[Start of Data listing]

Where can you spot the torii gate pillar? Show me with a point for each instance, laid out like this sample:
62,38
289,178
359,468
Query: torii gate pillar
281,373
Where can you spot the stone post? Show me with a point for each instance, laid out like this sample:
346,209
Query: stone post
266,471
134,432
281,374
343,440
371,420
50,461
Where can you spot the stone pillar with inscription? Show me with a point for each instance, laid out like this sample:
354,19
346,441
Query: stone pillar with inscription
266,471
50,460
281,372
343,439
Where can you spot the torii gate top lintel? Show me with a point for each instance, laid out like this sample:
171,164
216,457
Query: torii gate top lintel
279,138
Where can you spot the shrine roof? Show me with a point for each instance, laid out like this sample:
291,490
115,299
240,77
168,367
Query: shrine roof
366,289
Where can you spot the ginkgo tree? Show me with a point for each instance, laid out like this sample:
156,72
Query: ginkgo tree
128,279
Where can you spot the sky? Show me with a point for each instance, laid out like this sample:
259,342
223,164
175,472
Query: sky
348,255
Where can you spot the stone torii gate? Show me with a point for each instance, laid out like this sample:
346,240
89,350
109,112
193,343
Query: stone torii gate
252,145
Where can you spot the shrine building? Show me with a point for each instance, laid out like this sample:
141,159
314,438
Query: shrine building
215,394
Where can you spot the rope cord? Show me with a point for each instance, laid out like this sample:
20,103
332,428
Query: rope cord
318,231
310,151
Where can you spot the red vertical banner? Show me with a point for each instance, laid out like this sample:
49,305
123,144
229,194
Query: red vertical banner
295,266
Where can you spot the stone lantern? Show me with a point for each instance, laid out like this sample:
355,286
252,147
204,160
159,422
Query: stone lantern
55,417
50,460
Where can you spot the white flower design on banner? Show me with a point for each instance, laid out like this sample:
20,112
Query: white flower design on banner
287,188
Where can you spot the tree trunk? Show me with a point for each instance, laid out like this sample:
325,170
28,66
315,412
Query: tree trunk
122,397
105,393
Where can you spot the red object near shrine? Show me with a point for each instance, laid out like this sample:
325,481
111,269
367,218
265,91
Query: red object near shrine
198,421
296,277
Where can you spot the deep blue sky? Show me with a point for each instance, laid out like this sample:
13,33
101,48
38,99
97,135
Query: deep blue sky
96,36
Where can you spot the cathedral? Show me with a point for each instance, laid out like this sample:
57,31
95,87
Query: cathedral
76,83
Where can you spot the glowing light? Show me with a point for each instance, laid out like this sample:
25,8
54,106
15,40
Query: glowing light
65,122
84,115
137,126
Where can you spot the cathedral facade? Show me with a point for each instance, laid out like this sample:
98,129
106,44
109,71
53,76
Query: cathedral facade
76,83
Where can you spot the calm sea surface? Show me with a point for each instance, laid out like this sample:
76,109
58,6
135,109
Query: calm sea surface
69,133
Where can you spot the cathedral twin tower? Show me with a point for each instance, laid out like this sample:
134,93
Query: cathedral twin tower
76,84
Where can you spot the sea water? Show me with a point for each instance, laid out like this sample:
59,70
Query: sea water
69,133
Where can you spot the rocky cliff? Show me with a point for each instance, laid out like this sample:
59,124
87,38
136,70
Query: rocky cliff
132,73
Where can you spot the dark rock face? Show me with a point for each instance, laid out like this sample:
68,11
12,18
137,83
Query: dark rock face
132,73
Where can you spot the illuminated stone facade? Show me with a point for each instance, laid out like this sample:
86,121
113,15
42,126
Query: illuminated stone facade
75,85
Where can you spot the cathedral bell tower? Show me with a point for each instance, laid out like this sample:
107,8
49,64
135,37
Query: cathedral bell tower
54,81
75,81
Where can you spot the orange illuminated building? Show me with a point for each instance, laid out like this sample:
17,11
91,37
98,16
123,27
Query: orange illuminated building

[End of Data listing]

§ **Exercise instructions**
Each line from the one with "Where can you spot the dark" through the last line of the records must be written out word for word. Include nothing else.

§ **Problem solution**
Where can you spot the dark rock face? Show me with a point for each instance, laid out like this sample:
68,11
12,18
137,83
Query: dark rock face
132,73
Where can you spot the illuminated stone facade? Show me with a point for each instance, laid out like this sample:
86,121
113,15
42,126
Query: illuminated stone facade
75,85
Where can you spot the cathedral bell tower? Show me with a point for each instance, laid out like this sample:
107,8
49,64
135,37
Query: cathedral bell tower
54,81
75,81
Where can you spot the orange illuminated building? Show me with a point for each instance, laid out like this sample:
17,11
91,37
98,16
123,27
Query: orange illuminated building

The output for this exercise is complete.